**Supplied material**.
——
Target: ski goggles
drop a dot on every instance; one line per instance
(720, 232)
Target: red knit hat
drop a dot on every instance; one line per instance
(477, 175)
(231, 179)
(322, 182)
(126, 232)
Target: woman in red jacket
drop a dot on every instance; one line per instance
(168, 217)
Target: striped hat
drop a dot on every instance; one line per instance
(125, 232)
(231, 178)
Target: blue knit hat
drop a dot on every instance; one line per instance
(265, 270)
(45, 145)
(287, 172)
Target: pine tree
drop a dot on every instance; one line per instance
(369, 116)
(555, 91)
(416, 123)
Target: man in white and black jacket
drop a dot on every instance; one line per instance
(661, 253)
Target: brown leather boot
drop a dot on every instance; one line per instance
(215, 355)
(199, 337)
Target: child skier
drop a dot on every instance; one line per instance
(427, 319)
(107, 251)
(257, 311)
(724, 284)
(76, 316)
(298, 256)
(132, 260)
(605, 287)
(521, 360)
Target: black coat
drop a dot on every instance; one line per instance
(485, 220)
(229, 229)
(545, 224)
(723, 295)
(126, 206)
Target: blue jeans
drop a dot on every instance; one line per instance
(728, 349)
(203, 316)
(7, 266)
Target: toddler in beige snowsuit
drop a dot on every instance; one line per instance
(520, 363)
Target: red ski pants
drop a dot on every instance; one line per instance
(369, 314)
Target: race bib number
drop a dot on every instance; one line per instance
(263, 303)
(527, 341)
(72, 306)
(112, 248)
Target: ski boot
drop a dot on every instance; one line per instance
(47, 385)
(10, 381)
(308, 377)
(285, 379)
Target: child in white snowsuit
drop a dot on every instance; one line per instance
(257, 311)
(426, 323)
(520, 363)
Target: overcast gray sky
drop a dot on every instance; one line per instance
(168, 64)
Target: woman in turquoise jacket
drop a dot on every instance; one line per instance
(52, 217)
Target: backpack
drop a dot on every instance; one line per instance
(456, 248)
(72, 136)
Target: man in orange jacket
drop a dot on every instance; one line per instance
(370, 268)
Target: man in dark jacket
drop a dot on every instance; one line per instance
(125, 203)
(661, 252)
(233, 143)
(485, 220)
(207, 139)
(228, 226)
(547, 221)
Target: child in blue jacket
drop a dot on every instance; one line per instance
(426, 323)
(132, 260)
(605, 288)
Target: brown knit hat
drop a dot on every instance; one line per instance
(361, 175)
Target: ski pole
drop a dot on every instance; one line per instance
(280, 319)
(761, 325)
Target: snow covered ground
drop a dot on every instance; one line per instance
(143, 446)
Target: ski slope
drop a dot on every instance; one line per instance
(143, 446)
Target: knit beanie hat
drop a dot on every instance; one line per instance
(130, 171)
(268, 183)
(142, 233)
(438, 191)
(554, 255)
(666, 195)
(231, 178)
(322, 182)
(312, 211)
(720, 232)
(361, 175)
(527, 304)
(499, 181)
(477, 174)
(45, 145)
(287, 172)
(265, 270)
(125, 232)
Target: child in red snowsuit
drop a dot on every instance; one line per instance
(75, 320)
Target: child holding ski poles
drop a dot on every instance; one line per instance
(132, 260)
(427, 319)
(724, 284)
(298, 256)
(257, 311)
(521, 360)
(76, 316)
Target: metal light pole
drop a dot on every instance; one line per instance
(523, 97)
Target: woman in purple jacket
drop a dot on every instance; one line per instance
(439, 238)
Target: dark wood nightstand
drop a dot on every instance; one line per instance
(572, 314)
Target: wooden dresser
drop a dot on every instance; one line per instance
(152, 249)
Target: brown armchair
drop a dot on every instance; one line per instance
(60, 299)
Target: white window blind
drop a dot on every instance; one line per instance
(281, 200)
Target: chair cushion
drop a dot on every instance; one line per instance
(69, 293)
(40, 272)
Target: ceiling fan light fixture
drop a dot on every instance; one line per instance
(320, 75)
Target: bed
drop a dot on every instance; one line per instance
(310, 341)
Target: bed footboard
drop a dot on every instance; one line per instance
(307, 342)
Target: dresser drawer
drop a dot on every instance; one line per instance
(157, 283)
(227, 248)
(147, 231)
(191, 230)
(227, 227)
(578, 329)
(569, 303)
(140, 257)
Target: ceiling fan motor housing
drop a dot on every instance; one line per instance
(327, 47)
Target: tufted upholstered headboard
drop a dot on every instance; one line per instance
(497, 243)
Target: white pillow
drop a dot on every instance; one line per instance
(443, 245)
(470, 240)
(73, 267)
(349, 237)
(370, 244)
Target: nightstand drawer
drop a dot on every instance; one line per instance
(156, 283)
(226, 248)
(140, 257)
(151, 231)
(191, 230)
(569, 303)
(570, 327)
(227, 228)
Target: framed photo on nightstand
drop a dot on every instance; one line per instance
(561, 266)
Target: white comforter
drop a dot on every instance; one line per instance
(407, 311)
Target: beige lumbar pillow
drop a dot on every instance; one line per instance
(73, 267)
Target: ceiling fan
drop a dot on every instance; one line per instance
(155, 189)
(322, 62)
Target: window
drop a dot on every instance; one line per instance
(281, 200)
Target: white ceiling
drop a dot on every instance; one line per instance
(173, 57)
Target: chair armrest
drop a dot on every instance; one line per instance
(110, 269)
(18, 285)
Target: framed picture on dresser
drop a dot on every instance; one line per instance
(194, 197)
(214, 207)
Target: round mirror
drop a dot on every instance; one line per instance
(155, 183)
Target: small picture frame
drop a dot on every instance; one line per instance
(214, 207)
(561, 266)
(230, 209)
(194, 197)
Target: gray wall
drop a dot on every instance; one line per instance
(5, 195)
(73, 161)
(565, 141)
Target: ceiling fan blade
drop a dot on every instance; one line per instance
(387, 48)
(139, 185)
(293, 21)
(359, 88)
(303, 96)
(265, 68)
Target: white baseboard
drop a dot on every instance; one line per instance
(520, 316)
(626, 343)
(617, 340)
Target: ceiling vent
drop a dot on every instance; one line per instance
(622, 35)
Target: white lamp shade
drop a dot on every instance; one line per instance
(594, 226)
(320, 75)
——
**Exercise prompt**. Reproduce the lines from the one containing "Target: ceiling vent" up to and including the final line, substituting "place a mark" for "drop a dot" and leaving all else unchanged.

**Task output**.
Target: ceiling vent
place a mark on every instance; one line per instance
(622, 35)
Target: white lamp shade
place a mark on every instance; one line per instance
(594, 226)
(320, 75)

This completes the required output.